━━━━━ PROVIDED INFORMATION ━━━━━
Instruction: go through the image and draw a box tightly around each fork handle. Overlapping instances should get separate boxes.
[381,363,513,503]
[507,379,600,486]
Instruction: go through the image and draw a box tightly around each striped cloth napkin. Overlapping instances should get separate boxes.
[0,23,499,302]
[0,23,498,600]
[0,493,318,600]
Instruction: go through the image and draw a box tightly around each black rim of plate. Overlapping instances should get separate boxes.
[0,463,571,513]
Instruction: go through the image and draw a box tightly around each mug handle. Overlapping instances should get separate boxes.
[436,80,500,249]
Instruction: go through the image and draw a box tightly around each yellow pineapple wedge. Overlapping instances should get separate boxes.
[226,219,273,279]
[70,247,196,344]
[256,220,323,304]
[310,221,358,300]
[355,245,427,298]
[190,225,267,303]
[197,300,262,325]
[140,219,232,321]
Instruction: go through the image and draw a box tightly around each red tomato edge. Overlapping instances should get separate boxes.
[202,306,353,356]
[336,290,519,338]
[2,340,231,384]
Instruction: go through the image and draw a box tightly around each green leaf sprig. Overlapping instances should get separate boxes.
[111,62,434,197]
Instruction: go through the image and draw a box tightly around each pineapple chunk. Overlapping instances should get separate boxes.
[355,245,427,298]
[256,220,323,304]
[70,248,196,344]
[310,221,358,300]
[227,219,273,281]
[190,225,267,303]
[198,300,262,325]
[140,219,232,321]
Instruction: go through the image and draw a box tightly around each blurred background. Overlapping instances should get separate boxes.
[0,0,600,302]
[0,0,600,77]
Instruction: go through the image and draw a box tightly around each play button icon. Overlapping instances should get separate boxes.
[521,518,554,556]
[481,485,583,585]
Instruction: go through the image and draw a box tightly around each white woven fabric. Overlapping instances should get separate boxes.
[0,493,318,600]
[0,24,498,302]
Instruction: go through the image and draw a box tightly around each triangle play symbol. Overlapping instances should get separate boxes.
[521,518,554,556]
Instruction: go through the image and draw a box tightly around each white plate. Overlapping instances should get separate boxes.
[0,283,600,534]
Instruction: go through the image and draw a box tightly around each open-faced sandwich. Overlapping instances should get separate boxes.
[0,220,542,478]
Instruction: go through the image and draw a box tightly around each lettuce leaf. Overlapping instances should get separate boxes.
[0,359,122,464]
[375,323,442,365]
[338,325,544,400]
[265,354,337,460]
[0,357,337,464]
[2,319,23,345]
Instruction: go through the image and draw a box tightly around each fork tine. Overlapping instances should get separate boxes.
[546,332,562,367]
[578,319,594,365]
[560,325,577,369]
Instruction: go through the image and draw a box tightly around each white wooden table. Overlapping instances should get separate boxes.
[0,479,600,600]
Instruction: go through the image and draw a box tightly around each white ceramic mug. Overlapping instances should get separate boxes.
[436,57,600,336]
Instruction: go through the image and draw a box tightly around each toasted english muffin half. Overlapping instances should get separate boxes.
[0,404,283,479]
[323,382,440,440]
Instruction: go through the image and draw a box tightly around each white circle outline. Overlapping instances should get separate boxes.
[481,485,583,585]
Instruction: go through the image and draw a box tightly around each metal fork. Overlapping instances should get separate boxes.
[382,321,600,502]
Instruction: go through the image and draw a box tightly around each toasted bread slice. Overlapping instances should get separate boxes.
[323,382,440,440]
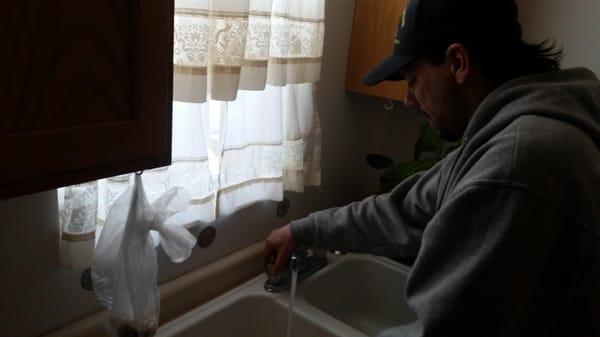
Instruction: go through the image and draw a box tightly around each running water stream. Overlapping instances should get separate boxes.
[286,270,298,337]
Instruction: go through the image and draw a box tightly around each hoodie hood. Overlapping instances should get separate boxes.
[464,68,600,147]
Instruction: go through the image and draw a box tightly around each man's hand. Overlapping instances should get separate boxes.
[265,225,296,274]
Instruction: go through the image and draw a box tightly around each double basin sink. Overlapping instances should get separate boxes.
[157,254,416,337]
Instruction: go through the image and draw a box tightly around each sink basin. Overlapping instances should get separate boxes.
[156,254,416,337]
[158,296,339,337]
[302,255,417,336]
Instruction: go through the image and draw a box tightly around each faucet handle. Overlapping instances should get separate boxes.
[290,251,307,271]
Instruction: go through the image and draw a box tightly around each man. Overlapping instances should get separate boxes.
[265,0,600,337]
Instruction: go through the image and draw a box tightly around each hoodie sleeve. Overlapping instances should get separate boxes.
[291,163,440,258]
[407,183,598,337]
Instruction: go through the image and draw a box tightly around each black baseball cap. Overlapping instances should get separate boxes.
[363,0,522,85]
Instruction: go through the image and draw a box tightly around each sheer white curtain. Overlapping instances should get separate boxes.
[59,0,324,269]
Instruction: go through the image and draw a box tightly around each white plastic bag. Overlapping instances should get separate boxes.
[92,175,196,337]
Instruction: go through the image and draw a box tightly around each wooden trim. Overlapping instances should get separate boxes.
[346,0,408,101]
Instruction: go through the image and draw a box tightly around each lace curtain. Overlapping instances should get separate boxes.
[58,0,324,269]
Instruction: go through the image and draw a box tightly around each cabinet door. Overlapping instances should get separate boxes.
[346,0,408,101]
[0,0,174,199]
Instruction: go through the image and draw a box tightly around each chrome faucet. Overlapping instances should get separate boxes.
[265,248,327,293]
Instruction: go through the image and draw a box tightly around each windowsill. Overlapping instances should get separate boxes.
[43,241,264,337]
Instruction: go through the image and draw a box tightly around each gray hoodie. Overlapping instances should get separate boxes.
[291,68,600,337]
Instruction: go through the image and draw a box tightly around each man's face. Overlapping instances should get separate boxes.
[403,59,466,141]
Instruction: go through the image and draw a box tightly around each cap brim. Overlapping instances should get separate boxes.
[363,55,415,85]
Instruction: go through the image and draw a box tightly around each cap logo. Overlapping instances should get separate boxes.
[400,8,406,28]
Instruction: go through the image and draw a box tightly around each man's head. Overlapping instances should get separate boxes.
[364,0,560,139]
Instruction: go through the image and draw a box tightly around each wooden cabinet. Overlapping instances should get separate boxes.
[346,0,408,101]
[0,0,174,199]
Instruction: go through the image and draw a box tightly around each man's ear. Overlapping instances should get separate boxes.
[446,43,471,84]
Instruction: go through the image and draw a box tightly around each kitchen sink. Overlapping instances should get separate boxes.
[302,255,417,336]
[156,254,416,337]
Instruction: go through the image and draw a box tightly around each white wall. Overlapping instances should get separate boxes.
[0,0,424,337]
[517,0,600,75]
━━━━━
- _OBJECTIVE_
Rewrite the data starting at the line that contains "basin sink. Overlapping instances should get separate boxes." and ending at the line that contains "[58,0,324,269]", with both of those lines included. Keep the request lines unchanged, and multiply every box coordinate in the answers by 0.35, rounding to whole numbers with halves rounded up.

- _CORRECT ANSWER_
Instruction: go through the image and draw a box tightly around each double basin sink. Overlapping instances should get separate boxes.
[55,89,146,118]
Instruction: go through the image and draw a box tightly around each sink basin. Overlapping instances should get separate boxes.
[55,89,146,118]
[55,104,119,118]
[106,89,146,118]
Instruction: go through the image and draw a box tightly around each faucet handle. Overlapping instances should get separate boxes.
[102,88,107,95]
Instruction: go through the image and draw a box tightly around each man. Overlapping instances should get separate boxes.
[93,0,210,118]
Instruction: go through the image and draw a box tightly around each hoodie sleeve. Overlapping instances should get separate boxes.
[102,57,154,90]
[142,64,209,118]
Instruction: go through the image and draw a box tightly around each black baseball cap. Overlapping instances should get separate boxes.
[127,0,183,30]
Instruction: go through the image and draw a box tightly around each sheer white curtain. Overlapping instances should get separate boxes.
[21,0,113,94]
Instruction: go through the image and draw a box tightly around each white plastic bag. Overlapping instances should get separate boxes.
[32,61,69,118]
Instruction: go through the image and draw a box tightly around each wooden trim. Overlapping instances should get separate boxes.
[121,0,143,35]
Instruction: go through the image and draw a box tightly around each lace curtain. Overlapping instances should get separate boxes.
[20,0,113,94]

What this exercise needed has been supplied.